Labeled-object pointing entries
————————

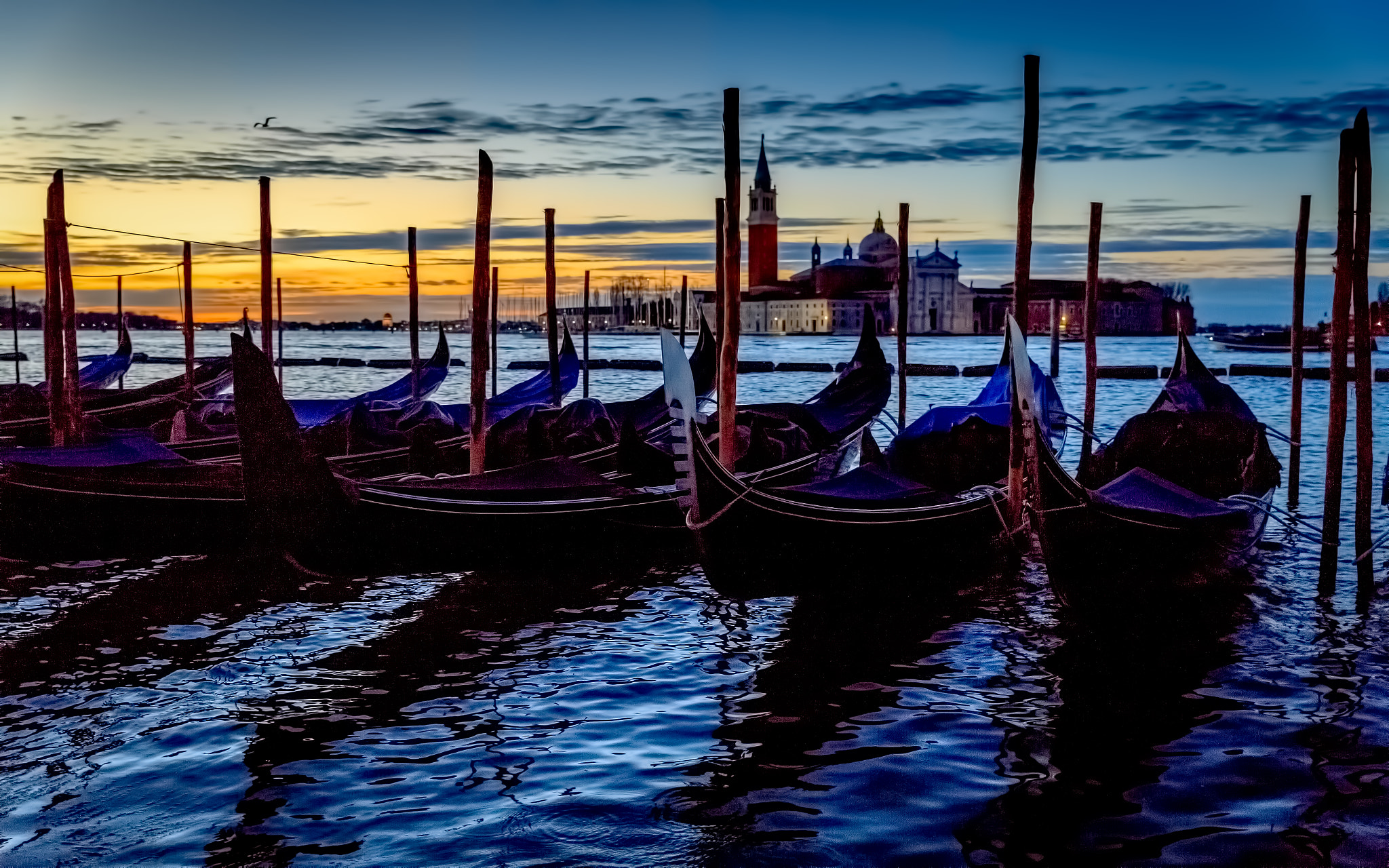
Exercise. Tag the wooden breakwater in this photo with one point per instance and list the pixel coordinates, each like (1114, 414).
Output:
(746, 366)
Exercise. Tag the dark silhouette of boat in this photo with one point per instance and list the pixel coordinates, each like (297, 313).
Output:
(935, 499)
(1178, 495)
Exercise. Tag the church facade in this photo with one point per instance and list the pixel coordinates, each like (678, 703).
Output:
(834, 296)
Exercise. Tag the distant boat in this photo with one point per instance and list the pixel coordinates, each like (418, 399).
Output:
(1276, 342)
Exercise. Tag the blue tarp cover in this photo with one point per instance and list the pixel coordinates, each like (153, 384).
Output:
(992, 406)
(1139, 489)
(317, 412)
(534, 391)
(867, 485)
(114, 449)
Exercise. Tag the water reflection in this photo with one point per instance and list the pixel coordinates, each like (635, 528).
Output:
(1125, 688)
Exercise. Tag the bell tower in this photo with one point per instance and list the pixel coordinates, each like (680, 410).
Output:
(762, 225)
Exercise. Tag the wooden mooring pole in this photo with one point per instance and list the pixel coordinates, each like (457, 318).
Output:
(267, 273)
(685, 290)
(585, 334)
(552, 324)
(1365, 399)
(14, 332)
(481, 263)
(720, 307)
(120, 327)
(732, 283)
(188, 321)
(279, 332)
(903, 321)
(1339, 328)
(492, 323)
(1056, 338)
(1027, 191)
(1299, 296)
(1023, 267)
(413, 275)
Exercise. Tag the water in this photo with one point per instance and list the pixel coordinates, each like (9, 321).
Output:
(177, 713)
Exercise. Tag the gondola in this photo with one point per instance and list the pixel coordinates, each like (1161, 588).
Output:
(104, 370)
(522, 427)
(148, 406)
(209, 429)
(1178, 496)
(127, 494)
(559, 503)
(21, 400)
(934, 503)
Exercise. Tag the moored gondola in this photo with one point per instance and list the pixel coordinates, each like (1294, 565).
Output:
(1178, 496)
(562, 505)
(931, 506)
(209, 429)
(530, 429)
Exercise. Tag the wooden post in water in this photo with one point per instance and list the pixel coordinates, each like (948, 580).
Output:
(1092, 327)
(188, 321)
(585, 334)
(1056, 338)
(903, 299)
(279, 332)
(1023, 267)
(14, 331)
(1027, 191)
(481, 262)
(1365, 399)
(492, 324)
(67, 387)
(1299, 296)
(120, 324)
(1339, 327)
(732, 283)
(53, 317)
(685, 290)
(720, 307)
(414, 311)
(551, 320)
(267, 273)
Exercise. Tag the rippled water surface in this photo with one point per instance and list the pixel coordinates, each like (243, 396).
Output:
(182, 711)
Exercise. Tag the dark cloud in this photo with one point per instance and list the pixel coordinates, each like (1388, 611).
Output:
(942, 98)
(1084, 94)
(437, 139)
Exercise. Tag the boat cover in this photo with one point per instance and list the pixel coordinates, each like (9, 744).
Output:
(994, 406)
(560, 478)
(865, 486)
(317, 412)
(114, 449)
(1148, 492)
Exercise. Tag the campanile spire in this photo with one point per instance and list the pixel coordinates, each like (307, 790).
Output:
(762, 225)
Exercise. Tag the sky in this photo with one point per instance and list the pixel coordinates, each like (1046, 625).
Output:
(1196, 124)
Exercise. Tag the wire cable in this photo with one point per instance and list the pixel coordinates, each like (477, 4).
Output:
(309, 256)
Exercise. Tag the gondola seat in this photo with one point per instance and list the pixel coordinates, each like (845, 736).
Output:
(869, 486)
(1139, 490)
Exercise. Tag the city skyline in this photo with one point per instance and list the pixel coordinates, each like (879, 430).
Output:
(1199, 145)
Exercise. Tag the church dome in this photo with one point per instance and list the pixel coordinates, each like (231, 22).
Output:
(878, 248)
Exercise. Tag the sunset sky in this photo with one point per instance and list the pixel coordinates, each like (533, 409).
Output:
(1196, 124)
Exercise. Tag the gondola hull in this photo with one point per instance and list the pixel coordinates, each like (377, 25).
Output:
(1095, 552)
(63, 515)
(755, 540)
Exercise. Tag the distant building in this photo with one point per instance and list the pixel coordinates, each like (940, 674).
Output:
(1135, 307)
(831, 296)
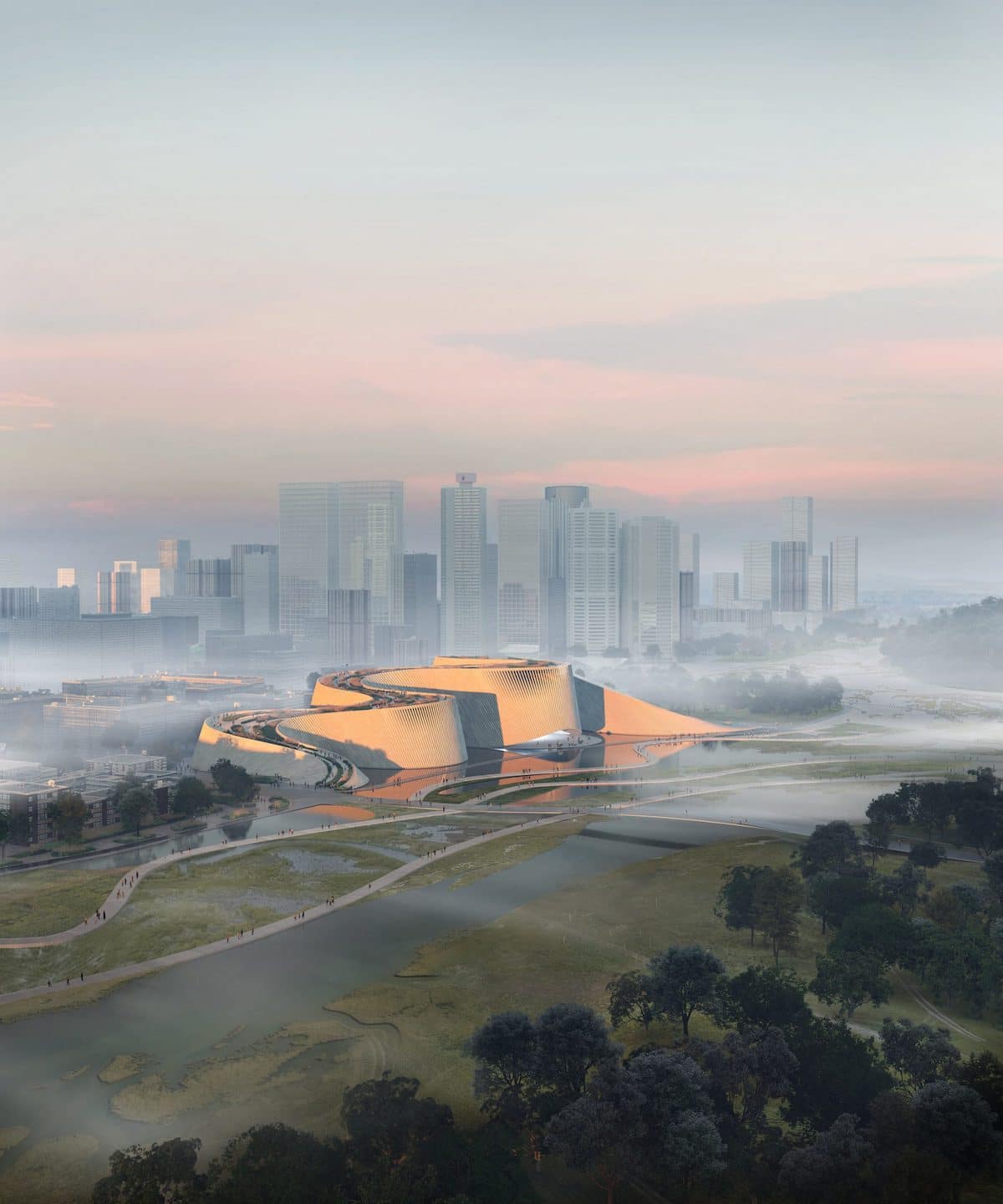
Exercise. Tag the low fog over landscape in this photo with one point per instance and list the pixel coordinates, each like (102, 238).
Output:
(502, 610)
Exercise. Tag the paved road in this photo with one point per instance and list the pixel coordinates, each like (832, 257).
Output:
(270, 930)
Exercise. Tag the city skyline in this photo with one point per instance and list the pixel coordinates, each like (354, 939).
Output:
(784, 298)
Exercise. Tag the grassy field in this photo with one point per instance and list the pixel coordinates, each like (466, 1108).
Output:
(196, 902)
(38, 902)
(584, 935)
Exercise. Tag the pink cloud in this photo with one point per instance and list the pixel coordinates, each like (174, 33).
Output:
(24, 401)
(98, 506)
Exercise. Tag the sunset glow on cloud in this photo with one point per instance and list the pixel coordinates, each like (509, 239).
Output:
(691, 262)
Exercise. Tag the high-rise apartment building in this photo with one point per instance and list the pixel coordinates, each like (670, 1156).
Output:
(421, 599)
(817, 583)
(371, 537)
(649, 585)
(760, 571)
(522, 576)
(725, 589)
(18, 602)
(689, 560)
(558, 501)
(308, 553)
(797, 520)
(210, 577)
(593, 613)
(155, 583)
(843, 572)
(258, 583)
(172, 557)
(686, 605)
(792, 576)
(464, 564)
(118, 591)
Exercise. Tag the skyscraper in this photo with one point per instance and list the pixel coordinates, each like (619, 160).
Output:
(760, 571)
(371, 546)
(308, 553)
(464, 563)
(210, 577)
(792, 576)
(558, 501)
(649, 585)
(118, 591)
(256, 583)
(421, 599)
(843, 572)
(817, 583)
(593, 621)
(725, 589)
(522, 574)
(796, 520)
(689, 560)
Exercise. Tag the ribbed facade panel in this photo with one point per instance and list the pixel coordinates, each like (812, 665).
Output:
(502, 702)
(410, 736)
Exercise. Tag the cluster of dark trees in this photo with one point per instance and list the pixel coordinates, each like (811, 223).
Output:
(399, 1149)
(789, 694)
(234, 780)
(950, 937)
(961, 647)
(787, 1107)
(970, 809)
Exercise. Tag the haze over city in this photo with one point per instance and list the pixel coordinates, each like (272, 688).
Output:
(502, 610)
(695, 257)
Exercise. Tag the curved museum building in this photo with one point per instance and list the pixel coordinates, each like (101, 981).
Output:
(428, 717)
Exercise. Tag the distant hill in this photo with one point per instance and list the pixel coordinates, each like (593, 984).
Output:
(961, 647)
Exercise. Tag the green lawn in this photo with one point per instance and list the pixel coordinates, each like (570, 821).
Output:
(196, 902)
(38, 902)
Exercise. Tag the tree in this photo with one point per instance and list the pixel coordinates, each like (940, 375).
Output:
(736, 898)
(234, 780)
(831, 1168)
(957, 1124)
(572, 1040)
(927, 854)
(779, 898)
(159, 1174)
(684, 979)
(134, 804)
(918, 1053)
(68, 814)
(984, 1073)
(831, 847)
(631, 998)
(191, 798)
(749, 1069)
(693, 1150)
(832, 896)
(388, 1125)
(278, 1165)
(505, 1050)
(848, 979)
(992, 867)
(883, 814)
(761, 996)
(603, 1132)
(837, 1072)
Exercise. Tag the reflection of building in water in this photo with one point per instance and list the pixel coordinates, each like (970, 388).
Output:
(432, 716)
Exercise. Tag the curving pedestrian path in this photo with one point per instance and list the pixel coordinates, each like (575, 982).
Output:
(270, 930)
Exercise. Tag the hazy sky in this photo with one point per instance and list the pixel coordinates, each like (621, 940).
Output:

————————

— REQUEST —
Transcribe each entry precisely as given, leaving the pictures out.

— SOLUTION —
Exercise. Tag the wooden breakwater in this photo with one point per instance and list the pixel coordinates, each like (1114, 414).
Output:
(746, 366)
Exercise. Tag the dark silhouette of boat in this photo with one point per instance and list the pixel coordinates, each like (297, 313).
Output:
(935, 499)
(1178, 495)
Exercise. Tag the church facade in this photo with one point per instance and list the pixel coordinates, each like (678, 703).
Output:
(834, 296)
Exercise. Tag the distant boat in this photo with one point per instance and list the pixel coordinates, each like (418, 399).
Output:
(1276, 342)
Exercise. Tag the blue tarp cover in this photo with one point per instance and list the pixel coordinates, each like (153, 384).
Output:
(992, 406)
(1139, 489)
(317, 412)
(534, 391)
(867, 485)
(114, 449)
Exercise. Tag the water reflection in this photo with one point per instance and list the pixel coordinates, each like (635, 528).
Output:
(1125, 688)
Exercise. Tag the bell tower in this photo with one point per instance and list the pixel coordinates, each like (680, 410).
Output:
(762, 225)
Exercise. Tag the wooden mooring pole in this photo with one point per instance and list the pixel coordinates, each like (457, 318).
Output:
(267, 273)
(685, 290)
(585, 334)
(552, 324)
(1365, 399)
(14, 332)
(481, 263)
(720, 307)
(120, 327)
(732, 283)
(188, 321)
(279, 332)
(903, 321)
(1339, 328)
(492, 323)
(1056, 338)
(1027, 191)
(1299, 296)
(1023, 267)
(413, 275)
Exercise. Tag the water in this photo with one point per instance and list the pixel coordinates, each like (9, 321).
Output:
(177, 713)
Exercise. Tag the gondola in this photo with one point per instance and list the pixel coordinates, each like (1161, 588).
Output:
(104, 370)
(522, 427)
(148, 406)
(209, 429)
(1178, 496)
(127, 494)
(559, 503)
(21, 400)
(934, 503)
Exercise. Tag the moored gondola in this photo with one point per instance and list the pixel coordinates, each like (1294, 565).
Output:
(1178, 496)
(562, 505)
(931, 506)
(209, 429)
(530, 429)
Exercise. Tag the wooden post in water in this photo with one point per instance and list the pixel coordinates, each like (948, 580).
Output:
(1092, 327)
(188, 321)
(585, 334)
(1056, 338)
(903, 299)
(279, 332)
(1023, 267)
(14, 331)
(1027, 191)
(481, 262)
(1365, 399)
(492, 324)
(67, 387)
(1299, 296)
(120, 324)
(1339, 327)
(732, 283)
(53, 317)
(685, 290)
(720, 307)
(414, 311)
(551, 320)
(267, 273)
Exercise. Tag the rippled water surface in this photo with one point per instance and list the pixel coordinates, each like (243, 396).
Output:
(182, 711)
Exercise. Tag the dark cloud in this photo with one point per instance and list the pixel coordinates, each like (1388, 611).
Output:
(942, 98)
(1084, 94)
(437, 139)
Exercise. Tag the boat cover in this photo with one point per instance and list the pixel coordinates, each like (9, 744).
Output:
(994, 406)
(560, 478)
(865, 486)
(317, 412)
(114, 449)
(1148, 492)
Exercise. Tag the campanile spire in this photo with one point per instance and list the pixel coordinates, each like (307, 790).
Output:
(762, 225)
Exercise. Tag the sky in this photo with one point per instance and list the pixel coordinates, each like (1046, 625).
Output:
(1196, 124)
Exercise. Tag the wire cable in this photo with one point per instance and list the pixel coordinates, each like (477, 4).
Output:
(309, 256)
Exercise. Tag the gondola seat in this photo with one point per instance and list the pixel coordinates, each like (845, 736).
Output:
(869, 486)
(1139, 490)
Exercise. Tag the city skyline in this photo with one point per instance and list the pixel coordinates, each like (879, 430).
Output:
(1199, 145)
Exercise. Tag the church dome in this photo with one point per instance and list the pixel coordinates, each like (231, 22).
Output:
(878, 248)
Exercise. Tag the sunset sky in this photo with one point per instance and list the pixel coordinates, each like (533, 409).
Output:
(1196, 124)
Exercise. Tag the gondola hull in this photo with one point per instance and list the pixel coordinates, each like (377, 25).
Output:
(1095, 552)
(63, 515)
(755, 540)
Exercise. Tag the distant building in this photo with one point per instance and list the pixel coordinates, each like (940, 674).
Output:
(1135, 307)
(831, 296)
Exercise. Tag the low fog over landscape in this photo with one point per instance and list the pixel coordinates, each like (102, 238).
Output:
(502, 610)
Exercise. Tag the paved road in this photo with one point per instance and list the pixel coordinates, each like (832, 257).
Output:
(270, 930)
Exercise. Tag the city skyline in this photo with one point per instance and list the pixel coordinates, each like (354, 939).
Output:
(784, 298)
Exercise. Tag the grassy field in this photo with one point per instance and list the pixel coordinates, each like (466, 1108).
Output:
(196, 902)
(38, 902)
(584, 935)
Exercise. Tag the pink cloud in this photo with one point per instance and list the pixel coordinates, each like (174, 33).
Output:
(24, 401)
(98, 506)
Exercise. Tag the sunset glow on cloud in this photo with one point per instance and list the pixel coordinates, each like (509, 239).
Output:
(691, 262)
Exercise. Tag the high-rise apartment building in this photo with one point per instance and list the pixel coordinates, each like (670, 1156).
Output:
(421, 599)
(817, 583)
(371, 537)
(649, 585)
(760, 571)
(522, 576)
(725, 589)
(18, 602)
(689, 560)
(558, 501)
(308, 553)
(797, 520)
(210, 577)
(593, 613)
(155, 583)
(843, 572)
(258, 583)
(172, 557)
(686, 605)
(792, 576)
(464, 564)
(118, 591)
Exercise. Tag the skyscraper in this photo with one point per instance and list the pixel coordinates, each like (619, 160).
Output:
(760, 571)
(371, 546)
(308, 553)
(464, 563)
(210, 577)
(792, 576)
(558, 501)
(649, 585)
(118, 591)
(256, 583)
(421, 599)
(843, 572)
(817, 583)
(593, 621)
(725, 589)
(522, 574)
(796, 520)
(689, 560)
Exercise. Tag the ribbed facade panel in this photo with one point per instance and list the pixel coordinates, each like (812, 665).
Output:
(502, 702)
(410, 736)
Exercise. Tag the cluster of dark trees in this photo with one point per instance and list the pixel coordinates, each like (811, 223).
Output:
(399, 1149)
(789, 694)
(234, 780)
(950, 937)
(961, 647)
(787, 1107)
(970, 809)
Exercise. Tag the haze over city in this photo with one point per instance and list the pixel coordinates, each like (272, 688).
Output:
(502, 610)
(695, 257)
Exercise. Tag the curved museum building in this photo with one point per instance and list the pixel coordinates, each like (101, 981).
Output:
(428, 717)
Exercise. Tag the distant hill in this photo with one point per instance and list the pixel coordinates, each like (593, 984).
Output:
(961, 647)
Exercise. Tag the green lawn in this photo with one point per instance and list the pixel coordinates, each like (570, 821).
Output:
(196, 902)
(38, 902)
Exercise. Tag the tree in this photo with one point per instance and list the pixel coordinates, each like (940, 375).
Output:
(736, 898)
(234, 780)
(831, 1168)
(957, 1124)
(572, 1040)
(927, 854)
(779, 898)
(159, 1174)
(684, 979)
(134, 804)
(918, 1053)
(68, 814)
(984, 1073)
(831, 847)
(631, 998)
(191, 798)
(749, 1069)
(693, 1150)
(832, 896)
(388, 1125)
(278, 1165)
(505, 1050)
(848, 979)
(992, 867)
(883, 814)
(761, 996)
(603, 1132)
(837, 1072)
Exercise. Tag the reflection of building in water in this photo with one point per instance and list the pixel coordinates, each like (970, 388).
Output:
(432, 716)
Exercise. Tag the curving pedestrian path in this photo with one point per instance and list the pixel coordinates, each like (575, 982).
Output:
(270, 930)
Exercise. Tag the hazy sky in this photo with one point per instance and list the pixel coordinates, each like (621, 940).
Output:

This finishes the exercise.